→ **WHAT YOU WILL DO**: Update the lines below so that every "automated pipeline" becomes "labeling tool", with nothing else changed.

_ _ _

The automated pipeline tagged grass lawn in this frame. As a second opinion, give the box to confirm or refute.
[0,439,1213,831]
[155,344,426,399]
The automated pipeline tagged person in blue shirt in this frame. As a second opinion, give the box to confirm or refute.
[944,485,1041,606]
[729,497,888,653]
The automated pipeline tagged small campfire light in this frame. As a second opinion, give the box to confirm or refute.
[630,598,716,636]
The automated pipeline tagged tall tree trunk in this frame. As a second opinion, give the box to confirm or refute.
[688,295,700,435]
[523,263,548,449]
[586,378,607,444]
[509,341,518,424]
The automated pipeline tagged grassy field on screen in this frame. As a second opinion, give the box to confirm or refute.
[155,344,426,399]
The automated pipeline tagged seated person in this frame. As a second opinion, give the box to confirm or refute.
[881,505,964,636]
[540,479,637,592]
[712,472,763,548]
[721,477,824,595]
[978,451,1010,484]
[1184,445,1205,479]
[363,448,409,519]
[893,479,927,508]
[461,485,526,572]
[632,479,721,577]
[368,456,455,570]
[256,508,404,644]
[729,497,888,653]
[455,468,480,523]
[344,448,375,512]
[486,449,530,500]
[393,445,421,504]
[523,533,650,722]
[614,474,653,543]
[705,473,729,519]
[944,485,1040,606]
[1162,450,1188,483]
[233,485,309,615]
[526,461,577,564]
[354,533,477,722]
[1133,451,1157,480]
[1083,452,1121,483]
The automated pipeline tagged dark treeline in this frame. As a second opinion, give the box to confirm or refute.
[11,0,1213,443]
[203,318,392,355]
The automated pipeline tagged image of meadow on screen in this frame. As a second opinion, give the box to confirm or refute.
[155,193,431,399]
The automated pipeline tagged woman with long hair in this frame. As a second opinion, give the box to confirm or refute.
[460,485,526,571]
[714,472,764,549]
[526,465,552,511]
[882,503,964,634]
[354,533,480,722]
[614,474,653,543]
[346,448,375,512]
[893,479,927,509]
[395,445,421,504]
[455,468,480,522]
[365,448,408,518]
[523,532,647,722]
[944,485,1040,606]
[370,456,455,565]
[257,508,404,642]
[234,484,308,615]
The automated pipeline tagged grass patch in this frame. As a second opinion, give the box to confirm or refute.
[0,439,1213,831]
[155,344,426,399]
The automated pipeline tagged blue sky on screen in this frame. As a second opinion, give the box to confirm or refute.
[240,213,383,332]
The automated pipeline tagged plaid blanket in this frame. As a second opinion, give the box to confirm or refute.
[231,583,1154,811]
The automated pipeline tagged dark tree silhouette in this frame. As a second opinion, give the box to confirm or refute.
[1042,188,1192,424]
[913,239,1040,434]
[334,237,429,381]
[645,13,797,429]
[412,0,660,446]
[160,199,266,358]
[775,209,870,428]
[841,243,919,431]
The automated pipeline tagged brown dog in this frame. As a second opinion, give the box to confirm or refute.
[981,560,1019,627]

_ _ _

→ **SOLUTION TO THE EXERCISE**:
The labeling tool tagged grass lawn in this frame. As a second opinion, give the box to confirm or refute.
[0,439,1213,831]
[155,344,426,399]
The labeling tool tagged person in blue shirt in this frame. As a second opinion, give the box to confirm or refute.
[944,485,1041,606]
[729,497,888,653]
The labeling tool tagged small campfire light in this frame. As a second opinion, give the box to confirm or refute.
[630,598,716,636]
The labeling tool tagged tall tree trunk in this frame. As a second opinion, give the box to confirm or refute.
[688,295,700,435]
[523,263,548,449]
[586,378,607,444]
[509,341,518,424]
The labeling tool tagged grassy field on screen in this frame. As a second opinion, give the box to confirm or refute.
[155,344,426,399]
The labeling tool tagged seated person in this frame. As a second opinion, give the box to confirm or refute.
[881,505,964,636]
[540,479,637,592]
[712,472,763,548]
[721,477,824,595]
[978,451,1010,484]
[1184,445,1205,479]
[363,448,409,519]
[893,479,927,508]
[461,485,526,572]
[632,479,721,577]
[368,456,455,570]
[256,508,404,644]
[729,497,888,653]
[455,468,480,523]
[344,448,375,512]
[486,449,530,500]
[393,445,421,504]
[523,533,650,722]
[614,474,653,543]
[705,473,729,519]
[944,485,1040,606]
[1162,450,1188,483]
[233,485,309,615]
[526,461,577,564]
[354,533,477,722]
[1133,451,1157,480]
[1083,452,1121,483]
The labeling tool tagged dark treeline in this frame. As a second opinion, give the box to confirm or refute.
[11,0,1213,443]
[203,318,392,355]
The labeling tool tagged image of meadow on screen in this frame. As a second opinion, give the box to confirm or refute.
[155,193,431,399]
The labeling tool tagged woman with long hair in this frame. As a second opinion, give the box to confirm or refute.
[460,485,526,571]
[714,472,764,549]
[526,465,552,511]
[882,503,964,634]
[354,533,480,722]
[614,474,653,543]
[346,448,375,512]
[893,479,927,509]
[395,445,421,504]
[455,468,480,522]
[365,448,408,518]
[523,532,647,722]
[944,485,1040,606]
[370,456,455,565]
[257,508,404,642]
[234,484,308,615]
The labeling tool tagged grass patch in this frame. As a second opinion, give the box to confirm or refute.
[0,439,1213,831]
[155,344,426,399]
The labeling tool tagged blue sky on screen in this frame. As a second opinion, give the box to confirm or refute.
[240,213,383,332]
The labeling tool tagged plaid blanket in this frame. As a second opinion, give the box to confirm or refute.
[231,583,1154,811]
The labeling tool tagged dark tree silhouette in this frame. As a second opinion, give the box to confirm or refute.
[1042,188,1192,424]
[913,239,1040,434]
[334,237,429,381]
[645,13,797,429]
[412,0,660,446]
[160,199,266,358]
[775,209,870,428]
[841,243,919,431]
The labeling tool tagged brown dog in this frame. As a second opinion, give the box to confirm or refute.
[981,560,1019,627]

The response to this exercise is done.